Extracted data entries
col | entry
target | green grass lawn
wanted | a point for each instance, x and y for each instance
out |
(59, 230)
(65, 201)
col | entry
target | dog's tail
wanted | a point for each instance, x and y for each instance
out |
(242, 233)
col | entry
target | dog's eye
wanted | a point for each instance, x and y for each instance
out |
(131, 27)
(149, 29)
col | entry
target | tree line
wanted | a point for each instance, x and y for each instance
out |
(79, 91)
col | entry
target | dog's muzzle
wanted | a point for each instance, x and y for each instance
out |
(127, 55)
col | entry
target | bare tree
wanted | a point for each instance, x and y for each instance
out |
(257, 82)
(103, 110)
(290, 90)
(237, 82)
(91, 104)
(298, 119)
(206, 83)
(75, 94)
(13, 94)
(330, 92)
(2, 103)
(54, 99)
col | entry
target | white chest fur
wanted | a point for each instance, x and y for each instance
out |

_Goal of the exercise_: Could you find every line in the records above that has the string "target" and copy it?

_Exercise answer_:
target | green grass lawn
target | dog's tail
target | dog's eye
target | tree line
target | dog's muzzle
target | bare tree
target | white chest fur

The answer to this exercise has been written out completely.